#### [Activity A]
Translate this sentence from the article on Amelia Rivera's transplant case into Spanish: "These are wrenching ethical decisions."
#### [Activity B]
In the article on Amelia Rivera's transplant case, condense the paragraph beginning "These are wrenching ethical decisions" into fewer words. Keep its main facts.
#### [Activity C]
Print the stretch from "Her mother has" through "some disturbing outcomes." in the article on Amelia Rivera's transplant case.

#### [Text shown]
-------------------------
Yesterday in this space, I wrote about the story of 3-year-old Amelia Rivera, who is facing a life-altering decision about whether she is eligible for an organ transplant.

Her mother has publicized her side — that a doctor at The Children’s Hospital of Philadelphia told her that because Amelia is “mentally retarded” she should not receive a transplant. More about that story, including the hospital’s response, is here.

One of the ethicists I spoke with about the scenario sent me the results of research he did in 2009 on how transplant centers evaluate the worthiness of an organ transplant.

These are wrenching ethical decisions. Doctors have to choose whose life is more likely to benefit from the extremely scarce organs available. Available organs are even more scarce for children because they are harvested from cadavers and, as another ethicist told me, “children don’t drive drunk or ride motorcycles.”

At the same time, value judgements on “quality of life” can lead to some disturbing outcomes.

Below are two hypothetical situations that David Magnus, a professor at Stanford University’s Center for Biomedical Ethics, and his colleagues posed to officials at transplant programs across the country. Judge for yourself how well the decisions were made.
-------------------------
#### [Excerpted data]
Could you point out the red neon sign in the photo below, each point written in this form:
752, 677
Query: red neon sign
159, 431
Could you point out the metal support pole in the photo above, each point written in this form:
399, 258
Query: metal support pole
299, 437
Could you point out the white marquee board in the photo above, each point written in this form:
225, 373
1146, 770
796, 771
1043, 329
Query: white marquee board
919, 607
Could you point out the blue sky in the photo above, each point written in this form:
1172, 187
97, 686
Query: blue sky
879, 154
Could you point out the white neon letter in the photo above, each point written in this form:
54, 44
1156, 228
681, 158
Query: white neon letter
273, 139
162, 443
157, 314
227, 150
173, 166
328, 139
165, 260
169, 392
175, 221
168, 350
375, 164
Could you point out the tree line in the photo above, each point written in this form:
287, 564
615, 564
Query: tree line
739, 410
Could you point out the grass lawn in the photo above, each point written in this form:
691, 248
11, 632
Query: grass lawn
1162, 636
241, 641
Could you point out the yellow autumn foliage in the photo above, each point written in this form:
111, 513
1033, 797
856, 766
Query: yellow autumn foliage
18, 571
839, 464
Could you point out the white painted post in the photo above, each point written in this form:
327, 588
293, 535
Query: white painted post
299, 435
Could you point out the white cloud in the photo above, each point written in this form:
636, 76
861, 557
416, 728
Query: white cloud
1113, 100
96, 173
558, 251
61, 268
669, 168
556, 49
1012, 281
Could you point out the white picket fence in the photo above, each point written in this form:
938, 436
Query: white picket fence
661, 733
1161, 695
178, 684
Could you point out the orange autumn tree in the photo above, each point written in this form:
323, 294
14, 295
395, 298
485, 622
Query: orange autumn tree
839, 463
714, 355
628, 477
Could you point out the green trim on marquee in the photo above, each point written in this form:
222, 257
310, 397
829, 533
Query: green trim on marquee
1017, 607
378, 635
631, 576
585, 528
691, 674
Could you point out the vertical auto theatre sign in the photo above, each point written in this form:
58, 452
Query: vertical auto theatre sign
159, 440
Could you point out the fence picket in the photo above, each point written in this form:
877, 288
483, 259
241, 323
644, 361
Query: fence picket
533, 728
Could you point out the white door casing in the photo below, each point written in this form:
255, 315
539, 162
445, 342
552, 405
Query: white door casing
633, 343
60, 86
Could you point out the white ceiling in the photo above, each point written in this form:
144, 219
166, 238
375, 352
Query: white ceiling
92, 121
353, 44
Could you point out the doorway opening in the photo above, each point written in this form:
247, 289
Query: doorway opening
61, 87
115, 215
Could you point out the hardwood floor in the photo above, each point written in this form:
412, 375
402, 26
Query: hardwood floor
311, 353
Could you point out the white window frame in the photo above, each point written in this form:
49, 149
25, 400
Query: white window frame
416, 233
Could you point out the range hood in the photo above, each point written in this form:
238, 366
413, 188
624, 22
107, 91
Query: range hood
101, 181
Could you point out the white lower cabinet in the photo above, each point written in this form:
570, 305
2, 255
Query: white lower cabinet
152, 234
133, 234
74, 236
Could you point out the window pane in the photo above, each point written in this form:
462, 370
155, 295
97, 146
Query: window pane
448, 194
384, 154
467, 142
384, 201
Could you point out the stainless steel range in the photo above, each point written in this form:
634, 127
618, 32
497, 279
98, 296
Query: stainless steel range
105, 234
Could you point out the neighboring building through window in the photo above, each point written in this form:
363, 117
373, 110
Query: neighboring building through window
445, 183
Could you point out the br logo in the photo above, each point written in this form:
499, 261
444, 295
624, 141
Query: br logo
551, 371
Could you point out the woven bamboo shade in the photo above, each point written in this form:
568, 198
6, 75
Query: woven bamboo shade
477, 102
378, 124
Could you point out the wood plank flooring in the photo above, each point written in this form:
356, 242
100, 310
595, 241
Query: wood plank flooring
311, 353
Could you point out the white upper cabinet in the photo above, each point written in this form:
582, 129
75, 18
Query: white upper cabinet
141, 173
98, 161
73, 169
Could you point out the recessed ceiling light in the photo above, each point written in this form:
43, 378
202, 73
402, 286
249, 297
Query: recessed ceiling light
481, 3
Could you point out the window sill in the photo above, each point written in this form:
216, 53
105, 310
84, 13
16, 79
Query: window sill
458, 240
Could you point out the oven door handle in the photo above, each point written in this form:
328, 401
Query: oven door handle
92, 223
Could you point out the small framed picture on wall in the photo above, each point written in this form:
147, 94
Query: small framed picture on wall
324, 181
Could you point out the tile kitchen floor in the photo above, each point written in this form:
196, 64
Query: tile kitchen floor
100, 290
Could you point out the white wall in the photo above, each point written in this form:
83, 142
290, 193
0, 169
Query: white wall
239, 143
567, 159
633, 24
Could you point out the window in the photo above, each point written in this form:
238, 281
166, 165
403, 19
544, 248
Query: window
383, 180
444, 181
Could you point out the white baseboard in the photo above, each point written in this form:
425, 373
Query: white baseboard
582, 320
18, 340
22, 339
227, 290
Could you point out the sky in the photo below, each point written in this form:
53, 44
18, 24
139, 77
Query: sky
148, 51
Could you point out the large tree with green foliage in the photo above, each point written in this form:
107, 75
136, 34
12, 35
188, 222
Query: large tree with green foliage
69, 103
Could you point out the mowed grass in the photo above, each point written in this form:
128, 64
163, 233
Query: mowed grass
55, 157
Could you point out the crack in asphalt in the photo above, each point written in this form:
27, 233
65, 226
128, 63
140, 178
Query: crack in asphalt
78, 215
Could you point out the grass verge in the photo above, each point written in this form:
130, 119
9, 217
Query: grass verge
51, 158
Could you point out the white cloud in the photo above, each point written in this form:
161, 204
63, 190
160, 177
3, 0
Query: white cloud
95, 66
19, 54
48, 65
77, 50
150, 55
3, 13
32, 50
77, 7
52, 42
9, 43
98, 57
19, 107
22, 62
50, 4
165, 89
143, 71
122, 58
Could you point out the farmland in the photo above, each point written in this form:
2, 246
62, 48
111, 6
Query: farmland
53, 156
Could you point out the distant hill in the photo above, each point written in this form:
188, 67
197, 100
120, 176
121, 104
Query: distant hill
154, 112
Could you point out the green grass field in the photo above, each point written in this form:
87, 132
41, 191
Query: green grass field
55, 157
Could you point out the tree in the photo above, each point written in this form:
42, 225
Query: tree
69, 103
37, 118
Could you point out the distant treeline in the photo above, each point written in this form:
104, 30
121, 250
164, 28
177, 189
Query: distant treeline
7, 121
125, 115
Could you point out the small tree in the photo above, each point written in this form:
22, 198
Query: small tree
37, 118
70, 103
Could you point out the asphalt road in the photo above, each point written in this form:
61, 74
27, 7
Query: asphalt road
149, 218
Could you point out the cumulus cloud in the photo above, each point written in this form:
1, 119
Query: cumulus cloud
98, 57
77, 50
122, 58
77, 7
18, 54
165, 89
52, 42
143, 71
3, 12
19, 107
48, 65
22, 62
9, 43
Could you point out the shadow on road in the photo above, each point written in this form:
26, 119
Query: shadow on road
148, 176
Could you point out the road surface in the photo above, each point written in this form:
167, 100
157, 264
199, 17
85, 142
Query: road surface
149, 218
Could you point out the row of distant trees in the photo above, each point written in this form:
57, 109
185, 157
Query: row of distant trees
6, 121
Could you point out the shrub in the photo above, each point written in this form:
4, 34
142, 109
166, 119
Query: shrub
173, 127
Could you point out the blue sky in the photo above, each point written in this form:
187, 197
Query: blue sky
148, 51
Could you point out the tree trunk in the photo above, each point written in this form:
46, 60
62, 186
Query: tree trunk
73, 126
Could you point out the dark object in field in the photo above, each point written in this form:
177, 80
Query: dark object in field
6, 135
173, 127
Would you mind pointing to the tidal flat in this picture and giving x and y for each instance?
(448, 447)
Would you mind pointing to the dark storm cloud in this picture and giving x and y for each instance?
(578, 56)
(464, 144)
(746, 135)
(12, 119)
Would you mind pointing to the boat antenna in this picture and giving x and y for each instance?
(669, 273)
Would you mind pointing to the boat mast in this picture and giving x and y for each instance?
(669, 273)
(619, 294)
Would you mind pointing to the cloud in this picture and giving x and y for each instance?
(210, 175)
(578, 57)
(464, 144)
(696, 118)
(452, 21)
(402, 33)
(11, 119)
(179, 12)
-------------------------
#### [Exercise answer A]
Estas son decisiones éticas desgarradoras.

#### [Exercise answer B]
These decisions are ethically wrenching: doctors must pick whose life will most likely benefit from very scarce organs. Organs are scarcer still for children because they come from cadavers, and, as one ethicist said, "children don't drive drunk or ride motorcycles."

#### [Exercise answer C]
Her mother has publicized her side — that a doctor at The Children’s Hospital of Philadelphia told her that because Amelia is “mentally retarded” she should not receive a transplant. More about that story, including the hospital’s response, is here.

One of the ethicists I spoke with about the scenario sent me the results of research he did in 2009 on how transplant centers evaluate the worthiness of an organ transplant.

These are wrenching ethical decisions. Doctors have to choose whose life is more likely to benefit from the extremely scarce organs available. Available organs are even more scarce for children because they are harvested from cadavers and, as another ethicist told me, “children don’t drive drunk or ride motorcycles.”

At the same time, value judgements on “quality of life” can lead to some disturbing outcomes.